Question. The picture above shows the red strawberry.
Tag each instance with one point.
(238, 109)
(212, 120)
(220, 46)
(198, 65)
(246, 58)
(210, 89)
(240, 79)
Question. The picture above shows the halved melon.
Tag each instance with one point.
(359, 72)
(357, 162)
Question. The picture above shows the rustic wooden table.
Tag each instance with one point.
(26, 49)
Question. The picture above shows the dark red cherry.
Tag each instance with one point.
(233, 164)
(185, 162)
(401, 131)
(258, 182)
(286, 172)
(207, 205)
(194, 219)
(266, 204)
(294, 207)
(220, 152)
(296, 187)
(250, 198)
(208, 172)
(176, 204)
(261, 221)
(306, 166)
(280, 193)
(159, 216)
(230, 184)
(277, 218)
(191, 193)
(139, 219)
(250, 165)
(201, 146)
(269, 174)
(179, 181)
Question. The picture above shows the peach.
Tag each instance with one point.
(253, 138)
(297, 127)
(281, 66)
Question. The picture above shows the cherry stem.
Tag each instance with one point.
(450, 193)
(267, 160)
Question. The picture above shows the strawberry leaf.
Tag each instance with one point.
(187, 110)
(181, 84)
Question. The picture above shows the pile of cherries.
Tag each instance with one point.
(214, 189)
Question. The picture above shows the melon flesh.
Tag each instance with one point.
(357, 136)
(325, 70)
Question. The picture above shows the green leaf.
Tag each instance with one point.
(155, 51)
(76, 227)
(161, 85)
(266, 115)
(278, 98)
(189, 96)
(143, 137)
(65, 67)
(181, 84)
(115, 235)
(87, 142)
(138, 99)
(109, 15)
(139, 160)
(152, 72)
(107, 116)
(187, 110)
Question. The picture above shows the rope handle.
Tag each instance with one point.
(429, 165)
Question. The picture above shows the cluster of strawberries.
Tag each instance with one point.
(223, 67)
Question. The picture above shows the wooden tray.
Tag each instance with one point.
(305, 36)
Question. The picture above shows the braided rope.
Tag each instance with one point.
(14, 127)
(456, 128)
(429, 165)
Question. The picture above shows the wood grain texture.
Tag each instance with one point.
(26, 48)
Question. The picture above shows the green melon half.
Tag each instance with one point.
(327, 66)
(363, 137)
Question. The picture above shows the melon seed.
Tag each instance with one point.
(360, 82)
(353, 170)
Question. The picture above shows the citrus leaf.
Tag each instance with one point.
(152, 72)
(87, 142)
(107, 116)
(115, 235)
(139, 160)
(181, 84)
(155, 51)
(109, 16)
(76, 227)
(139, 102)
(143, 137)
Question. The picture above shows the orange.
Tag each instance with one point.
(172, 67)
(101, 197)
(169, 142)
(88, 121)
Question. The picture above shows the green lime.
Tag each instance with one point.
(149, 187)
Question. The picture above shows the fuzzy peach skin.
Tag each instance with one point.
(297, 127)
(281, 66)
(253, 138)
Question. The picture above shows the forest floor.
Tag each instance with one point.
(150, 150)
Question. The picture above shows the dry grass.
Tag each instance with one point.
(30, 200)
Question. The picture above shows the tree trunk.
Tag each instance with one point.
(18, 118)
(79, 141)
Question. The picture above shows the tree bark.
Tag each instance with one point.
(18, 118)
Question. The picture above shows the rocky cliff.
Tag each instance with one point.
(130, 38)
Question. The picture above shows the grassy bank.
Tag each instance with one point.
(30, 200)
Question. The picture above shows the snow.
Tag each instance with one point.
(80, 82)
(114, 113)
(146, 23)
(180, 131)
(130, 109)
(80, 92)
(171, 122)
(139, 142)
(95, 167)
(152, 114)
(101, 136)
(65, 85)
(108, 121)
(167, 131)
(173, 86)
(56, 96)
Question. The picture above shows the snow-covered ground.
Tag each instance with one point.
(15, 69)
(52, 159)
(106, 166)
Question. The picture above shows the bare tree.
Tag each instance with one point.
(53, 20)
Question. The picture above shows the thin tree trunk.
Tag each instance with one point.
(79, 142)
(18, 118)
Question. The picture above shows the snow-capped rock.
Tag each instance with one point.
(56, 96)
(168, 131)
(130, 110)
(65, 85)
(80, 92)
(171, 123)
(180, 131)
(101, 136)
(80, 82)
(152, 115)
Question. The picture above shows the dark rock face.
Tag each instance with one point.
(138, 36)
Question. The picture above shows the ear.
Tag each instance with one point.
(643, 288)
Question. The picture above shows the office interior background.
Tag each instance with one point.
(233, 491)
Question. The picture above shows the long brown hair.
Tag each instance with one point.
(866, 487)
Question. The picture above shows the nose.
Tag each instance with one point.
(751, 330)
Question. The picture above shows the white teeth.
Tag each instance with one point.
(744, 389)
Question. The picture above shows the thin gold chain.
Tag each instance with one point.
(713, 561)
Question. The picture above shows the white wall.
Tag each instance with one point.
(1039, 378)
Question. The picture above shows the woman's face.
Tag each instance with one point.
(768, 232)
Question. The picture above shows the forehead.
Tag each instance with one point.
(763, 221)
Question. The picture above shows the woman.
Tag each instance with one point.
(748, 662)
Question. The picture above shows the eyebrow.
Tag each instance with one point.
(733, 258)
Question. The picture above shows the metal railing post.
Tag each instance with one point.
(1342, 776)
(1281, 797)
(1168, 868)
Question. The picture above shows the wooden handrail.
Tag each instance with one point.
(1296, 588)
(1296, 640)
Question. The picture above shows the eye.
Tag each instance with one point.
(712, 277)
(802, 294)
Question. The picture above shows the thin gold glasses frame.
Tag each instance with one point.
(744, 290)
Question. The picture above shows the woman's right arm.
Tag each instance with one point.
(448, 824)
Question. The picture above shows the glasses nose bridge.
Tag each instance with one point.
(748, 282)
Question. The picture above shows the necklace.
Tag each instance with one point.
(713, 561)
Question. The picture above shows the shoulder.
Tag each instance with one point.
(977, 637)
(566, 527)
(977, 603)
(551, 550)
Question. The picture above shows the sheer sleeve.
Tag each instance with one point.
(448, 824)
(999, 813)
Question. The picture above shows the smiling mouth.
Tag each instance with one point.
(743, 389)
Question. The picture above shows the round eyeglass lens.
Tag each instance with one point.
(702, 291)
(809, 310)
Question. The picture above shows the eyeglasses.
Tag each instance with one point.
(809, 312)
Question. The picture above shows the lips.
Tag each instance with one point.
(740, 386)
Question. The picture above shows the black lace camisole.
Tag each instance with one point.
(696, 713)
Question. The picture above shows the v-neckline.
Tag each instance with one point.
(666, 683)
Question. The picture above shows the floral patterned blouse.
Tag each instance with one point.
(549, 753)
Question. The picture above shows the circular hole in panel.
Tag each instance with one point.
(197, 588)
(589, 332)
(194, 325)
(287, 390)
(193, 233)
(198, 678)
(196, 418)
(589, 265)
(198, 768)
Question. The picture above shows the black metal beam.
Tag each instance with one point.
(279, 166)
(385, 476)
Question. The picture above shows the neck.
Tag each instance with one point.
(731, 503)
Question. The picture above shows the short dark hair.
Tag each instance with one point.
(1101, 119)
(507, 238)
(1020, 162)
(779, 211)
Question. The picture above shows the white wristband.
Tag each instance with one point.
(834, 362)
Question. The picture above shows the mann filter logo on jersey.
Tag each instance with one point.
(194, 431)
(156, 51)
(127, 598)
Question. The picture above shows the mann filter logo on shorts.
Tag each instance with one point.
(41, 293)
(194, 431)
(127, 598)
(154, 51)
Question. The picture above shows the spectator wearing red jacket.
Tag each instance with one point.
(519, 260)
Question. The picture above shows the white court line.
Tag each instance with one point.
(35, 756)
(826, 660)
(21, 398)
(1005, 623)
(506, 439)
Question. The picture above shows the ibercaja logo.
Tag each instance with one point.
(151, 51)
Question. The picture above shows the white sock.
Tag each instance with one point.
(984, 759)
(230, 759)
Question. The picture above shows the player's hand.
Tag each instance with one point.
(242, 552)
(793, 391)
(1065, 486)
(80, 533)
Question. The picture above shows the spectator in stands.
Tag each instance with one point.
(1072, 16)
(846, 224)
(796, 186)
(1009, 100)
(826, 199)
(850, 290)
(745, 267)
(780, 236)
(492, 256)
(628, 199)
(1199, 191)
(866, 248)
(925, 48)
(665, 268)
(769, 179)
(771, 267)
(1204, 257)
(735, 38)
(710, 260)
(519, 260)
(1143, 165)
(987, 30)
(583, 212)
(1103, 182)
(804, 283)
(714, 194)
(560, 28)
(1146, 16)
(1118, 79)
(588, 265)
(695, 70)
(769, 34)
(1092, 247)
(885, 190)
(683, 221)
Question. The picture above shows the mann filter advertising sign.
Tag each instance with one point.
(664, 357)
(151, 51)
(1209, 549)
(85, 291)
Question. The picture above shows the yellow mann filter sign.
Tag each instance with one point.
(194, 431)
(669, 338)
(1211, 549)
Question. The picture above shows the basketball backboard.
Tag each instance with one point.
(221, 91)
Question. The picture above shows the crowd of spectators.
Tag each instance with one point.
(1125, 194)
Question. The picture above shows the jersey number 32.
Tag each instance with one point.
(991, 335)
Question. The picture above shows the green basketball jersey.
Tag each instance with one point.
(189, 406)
━━━━━━━━━━━━━━━━━━━━
Each line from the one with "Question. The picture above shows the spectator in" through the last line of the records must be written out word for word. Include nothing else.

Question. The picture above shows the spectator in stands.
Tag each instance with one point.
(1072, 16)
(846, 224)
(796, 186)
(1009, 100)
(826, 199)
(850, 290)
(745, 267)
(780, 236)
(492, 256)
(628, 199)
(1199, 191)
(866, 248)
(925, 48)
(665, 268)
(769, 179)
(771, 267)
(1204, 257)
(735, 38)
(710, 260)
(519, 260)
(1143, 165)
(987, 30)
(583, 212)
(1103, 182)
(804, 283)
(714, 194)
(560, 28)
(1146, 16)
(1118, 79)
(588, 265)
(695, 70)
(769, 34)
(1092, 247)
(885, 190)
(683, 221)
Question. The picture above shows the mann filter advertising sign.
Tag each instance with one point.
(664, 357)
(151, 51)
(1209, 549)
(85, 291)
Question. The picture above shows the yellow mann filter sign.
Tag each instance with one point.
(194, 431)
(669, 338)
(1211, 549)
Question. The picture above shows the basketball backboard.
Tag each instance with one point.
(221, 91)
Question. The picture above shows the crowd of spectators.
Tag each instance with one point.
(1125, 194)
Question. The picture above shows the jersey number 32.
Tag each instance with one point.
(991, 335)
Question. The picture above shows the green basketball jersey.
Tag each instance with one point.
(189, 406)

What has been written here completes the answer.